Goal of the exercise: Every record here needs to be written out again exactly.

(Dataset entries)
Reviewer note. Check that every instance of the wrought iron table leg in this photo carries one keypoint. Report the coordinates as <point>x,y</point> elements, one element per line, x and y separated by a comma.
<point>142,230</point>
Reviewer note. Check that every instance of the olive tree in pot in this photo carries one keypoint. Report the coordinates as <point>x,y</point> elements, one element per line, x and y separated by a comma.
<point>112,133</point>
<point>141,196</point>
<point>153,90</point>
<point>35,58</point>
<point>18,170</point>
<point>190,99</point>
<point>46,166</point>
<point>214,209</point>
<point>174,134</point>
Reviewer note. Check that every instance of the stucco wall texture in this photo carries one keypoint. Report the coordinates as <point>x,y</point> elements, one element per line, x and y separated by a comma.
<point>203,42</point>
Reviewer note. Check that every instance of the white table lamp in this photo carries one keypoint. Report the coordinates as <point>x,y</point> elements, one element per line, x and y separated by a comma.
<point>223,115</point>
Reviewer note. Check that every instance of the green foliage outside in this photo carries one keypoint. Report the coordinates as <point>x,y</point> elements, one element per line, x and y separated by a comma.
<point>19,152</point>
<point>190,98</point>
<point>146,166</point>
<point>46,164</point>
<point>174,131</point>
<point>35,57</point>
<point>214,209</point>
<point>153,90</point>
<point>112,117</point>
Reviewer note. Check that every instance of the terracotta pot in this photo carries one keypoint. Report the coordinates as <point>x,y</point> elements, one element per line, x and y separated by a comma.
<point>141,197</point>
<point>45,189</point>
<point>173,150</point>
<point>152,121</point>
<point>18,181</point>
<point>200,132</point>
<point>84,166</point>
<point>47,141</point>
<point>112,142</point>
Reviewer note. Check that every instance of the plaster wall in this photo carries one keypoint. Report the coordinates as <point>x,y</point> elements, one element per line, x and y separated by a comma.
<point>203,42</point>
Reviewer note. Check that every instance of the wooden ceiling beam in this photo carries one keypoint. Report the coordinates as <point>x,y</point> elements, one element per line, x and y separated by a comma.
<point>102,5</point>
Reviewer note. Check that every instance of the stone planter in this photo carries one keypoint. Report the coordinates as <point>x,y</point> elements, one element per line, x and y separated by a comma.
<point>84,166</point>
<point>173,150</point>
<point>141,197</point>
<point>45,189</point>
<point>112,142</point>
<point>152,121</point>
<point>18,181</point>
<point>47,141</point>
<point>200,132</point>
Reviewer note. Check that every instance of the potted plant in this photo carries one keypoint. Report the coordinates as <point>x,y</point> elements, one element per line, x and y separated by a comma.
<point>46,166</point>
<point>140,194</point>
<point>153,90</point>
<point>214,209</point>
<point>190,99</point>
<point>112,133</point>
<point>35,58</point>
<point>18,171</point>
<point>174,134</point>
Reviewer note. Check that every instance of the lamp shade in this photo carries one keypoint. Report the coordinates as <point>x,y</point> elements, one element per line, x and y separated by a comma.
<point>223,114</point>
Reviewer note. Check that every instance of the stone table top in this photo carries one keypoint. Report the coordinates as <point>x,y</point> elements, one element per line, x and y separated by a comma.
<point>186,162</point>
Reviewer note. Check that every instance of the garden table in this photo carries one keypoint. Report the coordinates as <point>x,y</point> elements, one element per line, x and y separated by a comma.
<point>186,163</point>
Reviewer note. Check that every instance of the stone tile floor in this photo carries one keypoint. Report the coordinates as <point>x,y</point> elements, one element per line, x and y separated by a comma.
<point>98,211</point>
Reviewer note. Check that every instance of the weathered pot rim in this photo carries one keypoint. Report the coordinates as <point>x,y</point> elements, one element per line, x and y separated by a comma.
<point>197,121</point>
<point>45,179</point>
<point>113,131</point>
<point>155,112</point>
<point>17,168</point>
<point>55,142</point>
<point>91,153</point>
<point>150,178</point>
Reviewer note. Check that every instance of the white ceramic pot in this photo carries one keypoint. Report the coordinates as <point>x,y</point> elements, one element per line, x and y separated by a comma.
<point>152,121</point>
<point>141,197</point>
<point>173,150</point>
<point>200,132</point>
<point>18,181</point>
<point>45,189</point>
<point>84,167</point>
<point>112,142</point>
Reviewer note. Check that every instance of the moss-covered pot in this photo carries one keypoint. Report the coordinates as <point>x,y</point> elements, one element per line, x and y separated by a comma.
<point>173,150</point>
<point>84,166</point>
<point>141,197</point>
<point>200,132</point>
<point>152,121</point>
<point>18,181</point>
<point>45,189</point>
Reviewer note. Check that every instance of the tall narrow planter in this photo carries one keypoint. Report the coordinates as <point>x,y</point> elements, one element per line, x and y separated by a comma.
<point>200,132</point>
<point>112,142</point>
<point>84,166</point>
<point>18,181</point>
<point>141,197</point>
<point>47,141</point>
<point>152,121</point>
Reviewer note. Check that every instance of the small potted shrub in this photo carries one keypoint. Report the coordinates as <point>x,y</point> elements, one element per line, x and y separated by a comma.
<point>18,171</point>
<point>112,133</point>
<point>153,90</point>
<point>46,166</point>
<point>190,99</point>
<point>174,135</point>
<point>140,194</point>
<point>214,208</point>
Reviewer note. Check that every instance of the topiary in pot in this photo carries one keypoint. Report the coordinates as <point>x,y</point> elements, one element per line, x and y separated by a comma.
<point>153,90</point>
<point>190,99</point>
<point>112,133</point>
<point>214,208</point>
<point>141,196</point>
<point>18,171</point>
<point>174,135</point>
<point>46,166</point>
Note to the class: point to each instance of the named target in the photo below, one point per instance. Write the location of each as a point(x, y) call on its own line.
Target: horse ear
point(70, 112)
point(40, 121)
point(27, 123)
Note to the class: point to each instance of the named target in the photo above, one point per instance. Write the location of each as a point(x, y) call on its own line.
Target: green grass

The completed task:
Reviewer note. Check that every instance of the wrought iron table leg in this photo carries one keypoint. Report the coordinates as <point>x,y</point> elements, one element per line, x and y separated by a comma.
<point>142,230</point>
Reviewer note. Check that every instance of the olive tree in pot in this photo carries one keypoint. Report the coordinates as <point>x,y</point> elements, one element per line, x and y separated by a comma.
<point>112,133</point>
<point>141,196</point>
<point>153,90</point>
<point>35,58</point>
<point>18,170</point>
<point>190,99</point>
<point>46,166</point>
<point>214,209</point>
<point>174,134</point>
Reviewer note. Check that every instance of the stucco wall texture in this photo carries one keypoint. Report the coordinates as <point>x,y</point> elements, one element per line, x and y separated by a comma.
<point>203,42</point>
Reviewer note. Check that every instance of the white table lamp in this photo carries one keypoint. Report the coordinates as <point>x,y</point> elements, one element per line, x and y separated by a comma.
<point>223,115</point>
Reviewer note. Check that every instance of the green foliage outside in this photo carries one keypoint. Report the coordinates as <point>x,y</point> elements, one element per line, x and y separated by a comma.
<point>19,152</point>
<point>190,98</point>
<point>146,166</point>
<point>46,164</point>
<point>174,131</point>
<point>35,57</point>
<point>214,209</point>
<point>153,90</point>
<point>112,117</point>
Reviewer note. Check that every instance of the terracotta pot in this photo carries one keypoint. Report the coordinates as <point>x,y</point> elements, one element per line, x and y separated by a comma.
<point>141,197</point>
<point>45,189</point>
<point>173,150</point>
<point>152,121</point>
<point>18,181</point>
<point>200,132</point>
<point>84,166</point>
<point>47,141</point>
<point>112,142</point>
Reviewer note. Check that every instance of the plaster wall in this photo carries one keypoint. Report the coordinates as <point>x,y</point> elements, one element per line, x and y separated by a comma.
<point>203,42</point>
Reviewer note. Check that every instance of the wooden ceiling beam in this photo carries one keypoint. Report the coordinates as <point>x,y</point> elements, one element per line, x and y separated by a comma.
<point>102,5</point>
Reviewer note. Check that every instance of the stone planter in this photo carries one keypoint. Report the coordinates as <point>x,y</point> elements, one element per line, x and y separated by a comma.
<point>84,166</point>
<point>173,150</point>
<point>141,197</point>
<point>45,189</point>
<point>112,142</point>
<point>152,121</point>
<point>18,181</point>
<point>47,141</point>
<point>200,132</point>
Reviewer note. Check that every instance of the potted plant in this photo carries one keypoint. Report the coordinates as <point>x,y</point> elements, one element per line, x and y separated by a comma.
<point>46,166</point>
<point>140,194</point>
<point>153,90</point>
<point>214,209</point>
<point>190,99</point>
<point>112,133</point>
<point>35,58</point>
<point>18,171</point>
<point>174,134</point>
Reviewer note. Check that every instance of the lamp shade in this photo carries one keypoint. Report the coordinates as <point>x,y</point> elements, one element per line, x and y separated by a comma.
<point>223,114</point>
Reviewer note. Check that every instance of the stone table top in this photo carries one keypoint. Report the coordinates as <point>x,y</point> elements, one element per line, x and y separated by a comma.
<point>186,162</point>
Reviewer note. Check that every instance of the garden table in this photo carries one keypoint. Report the coordinates as <point>x,y</point> elements, one element per line, x and y separated by a comma.
<point>186,163</point>
Reviewer note. Check that every instance of the stone tile floor in this photo carries one keypoint. Report the coordinates as <point>x,y</point> elements, one element per line, x and y separated by a comma.
<point>98,211</point>
Reviewer note. Check that every instance of the weathered pot rim in this photo carries one keypoint. Report the coordinates as <point>x,y</point> elements, one element per line, x and y separated by a comma.
<point>197,121</point>
<point>45,179</point>
<point>113,131</point>
<point>155,112</point>
<point>17,168</point>
<point>55,142</point>
<point>91,153</point>
<point>150,178</point>
Reviewer note. Check that every instance of the white ceramic pot in this photo carries one keypoint. Report the coordinates as <point>x,y</point> elements, one element per line, x and y separated by a comma.
<point>152,121</point>
<point>141,197</point>
<point>173,150</point>
<point>200,132</point>
<point>18,181</point>
<point>45,189</point>
<point>84,167</point>
<point>112,142</point>
Reviewer note. Check that every instance of the moss-covered pot in this photo carries one keypoint. Report the coordinates as <point>x,y</point> elements, one element per line, x and y separated by a comma.
<point>173,150</point>
<point>84,166</point>
<point>141,197</point>
<point>200,132</point>
<point>152,121</point>
<point>18,181</point>
<point>45,189</point>
Reviewer note. Check that every instance of the tall narrow planter in this photo carries one keypoint. Report the coordinates as <point>x,y</point> elements, one element per line, x and y separated by a comma.
<point>200,132</point>
<point>112,142</point>
<point>84,166</point>
<point>18,181</point>
<point>141,197</point>
<point>47,141</point>
<point>152,121</point>
Reviewer note. Check that every instance of the small potted shrub in this photo carries one keypoint. Report the coordinates as <point>x,y</point> elements, one element per line, x and y separated by a comma.
<point>18,171</point>
<point>112,133</point>
<point>153,90</point>
<point>46,166</point>
<point>190,99</point>
<point>174,135</point>
<point>140,194</point>
<point>214,208</point>
Reviewer note. Check that every instance of the topiary in pot in this photo carries one keypoint. Report the coordinates as <point>x,y</point> elements, one element per line, x and y separated by a comma.
<point>153,90</point>
<point>190,99</point>
<point>112,133</point>
<point>214,208</point>
<point>141,196</point>
<point>18,171</point>
<point>174,135</point>
<point>46,166</point>
Note to the class: point to each instance of the named target in the photo below, one point per instance. Write the location of each as a point(x, y) call on its own line.
Target: horse ear
point(70, 112)
point(40, 121)
point(27, 123)
Note to the class: point to each instance of the named target in the photo above, one point per instance. Write the location of each as a point(x, y) call on its own line.
Target: green grass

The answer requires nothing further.